# WHAT TO WORK ON:
Rewrite every row below with "green foliage" replaced by "leafy plants" and everything else left as it is. Omit the pictures from your answer.

-=-=-

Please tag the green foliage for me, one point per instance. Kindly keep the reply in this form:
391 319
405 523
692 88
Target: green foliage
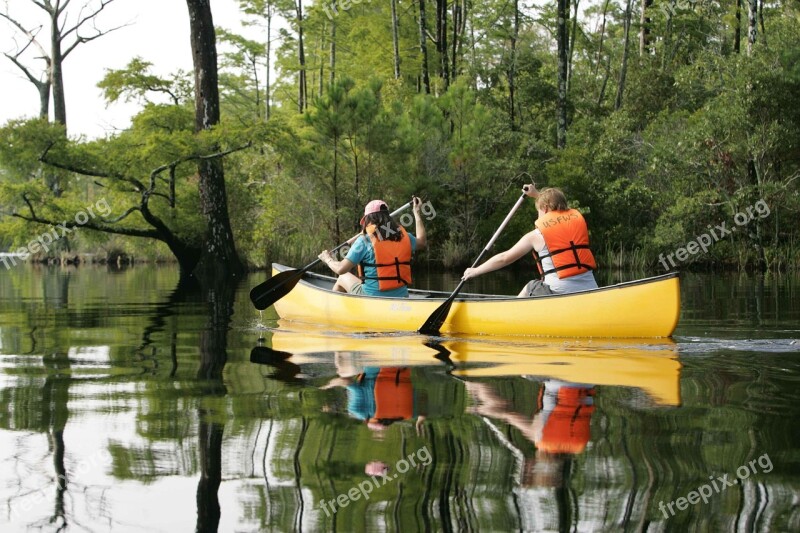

-=-=-

# REPLY TO THE EXERCISE:
Please tag the leafy plants for me, one point per instance. Kindly keep the reply in this form:
391 319
405 523
692 88
Target: leafy plants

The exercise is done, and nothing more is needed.